* [EXERCISE PROMPT]:
Reproduce the following material verbatim, preserving every line without alteration.

____

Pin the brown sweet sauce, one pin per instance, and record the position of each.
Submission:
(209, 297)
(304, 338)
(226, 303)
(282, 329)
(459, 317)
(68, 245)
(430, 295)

____

* [EXERCISE RESPONSE]:
Pin the brown sweet sauce, one pin per instance, and record the position of each.
Submission:
(209, 297)
(304, 338)
(226, 303)
(282, 329)
(459, 317)
(68, 245)
(430, 295)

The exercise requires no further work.